- GIVEN PASSAGE:
-*-
35. S. M. Kini is one of the architects who designed and supervised the construction of the slab complained of. He is the architect of the defendants. He was summoned by the defendants on telephone and visited Bhivandi on several days in July 1963. He made two reports (Exhibits 232 and 233). It must be noted that if we come to the conclusion that the work carried out by the defendants was defective or the manner or timing was negligent, Kini would not escape a part of the blame. His report is more of an apology and shows anxiety to defend himself. Apart from this, before these reports, the defendants had been served with a legal notice of the claim of the plaintiffs in this suit. He agrees that on account of the demolition of the dam portion, the entire flood discharge rushed into the city and that water level was 6' over the R. C. C. slab. He found that abnormal rain along with choking up of upstream side of Habsanali bridge and all water plants and weeds, which also rushed with flood from the catchment area, had caused obstruction to the passage of water. He states that Municipality had removed 15 lorries of these plants from the nullah and that there were about 15 to 20 lorries still to be removed. In his opinion, the passage of water was sufficient for a catchment area of 0.6 square miles. He gave evidence in Court and stated that 75 square feet passage was sufficient for Bhivandi catchment He admitted that he had not taken into consideration the rain of 3' per hour. In his examination-in-chief, he said that this was not laid down in any book anywhere, but in cross-examination he admitted that he considered the P. W. D. Handbook to be an authority and had relied upon the observations made in the book on pages 709 to 722. He admitted that the water-way provided between Habsanali and Teen Batti bridges was not enough if the rain was 3' per hour.
36. We might here observe that the P. W. D. Handbook, Vol. II, page 717, gives formula for designing drainage works over mullahs with catchments up to one square mile. At page 818, it states that provision should be made for rainfall at 3' per hour for catchment areas up to one square mile. This passage has been followed by Malbari in his report. This book is accepted by Kini as authority in his evidence, but admittedly not followed by him.
37. Pherwani, in his deposition, has stated that about 80 lorry-loads of debris were removed. The defendants suggested to him in cross-examination that about 20 lorry-loads had been removed. Karwa in his evidence has stated that about 30 to 35 truck-load of debris had been removed and that the work was going on for two days.
38. K. H. Thanawalla from the office of Mamlatdar has given evidence about the figures of rain fall maintained in his office and states that on 5th July 1963 there was a rainfall of about 4' and on 6th about 6' and on 7th about 2 inches. Karwa has admitted that the defendants had not maintained any record of rain fall.
39. On the above evidence, we are of the opinion and we so hold that the narrowing of the water-way and putting a slab on it at Habsanali bridge was ill-timed. This work should have been commenced after the Varala dam was re-constructed. If for any reason, the defendants wanted to proceed with this work before the re-construction of the dam, sufficient water-way should have been provided for passage of water from a catchment area of 0.9 square miles providing for a rainfall of 3' per hour. In addition, the centring work should have been removed before the monsoon and, in any case, no trees, bushes, debris or garbage should have been allowed to be collected at the centring or the slab so as to obstruct the free passage of water. We are of the view that although the retention of the centring and the negligence in not clearing the passage of debris was the principal cause of the flood on 5th July 1963, the construction of the passage way, the stabbing of it and the demolition of Varala dam were all contributory to it.
-*-
- RECORD SET:
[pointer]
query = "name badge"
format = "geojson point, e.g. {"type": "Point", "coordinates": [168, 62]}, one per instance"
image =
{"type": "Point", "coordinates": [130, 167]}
-*-
- PARTS OF THE EXERCISE:
1) Answer these from the judgment:
(a) How did the defendants summon S. M. Kini?
(b) According to Pherwani's deposition, about how many lorry-loads of debris were removed?
(c) After what event does the court say the work should have been commenced?
2) Recast the judgment's paragraph beginning "Pherwani, in his deposition" as a short list, keeping its main facts.

- EXERCISE RESPONSES:
1)
(a) By telephone.
(b) About 80 lorry-loads.
(c) After the Varala dam was re-constructed.

2)
- Pherwani testified that about 80 lorry-loads of debris were removed.
- In cross-examination, the defendants suggested to him that about 20 lorry-loads had been removed.
- Karwa testified that about 30 to 35 truck-loads of debris were removed over two days of work.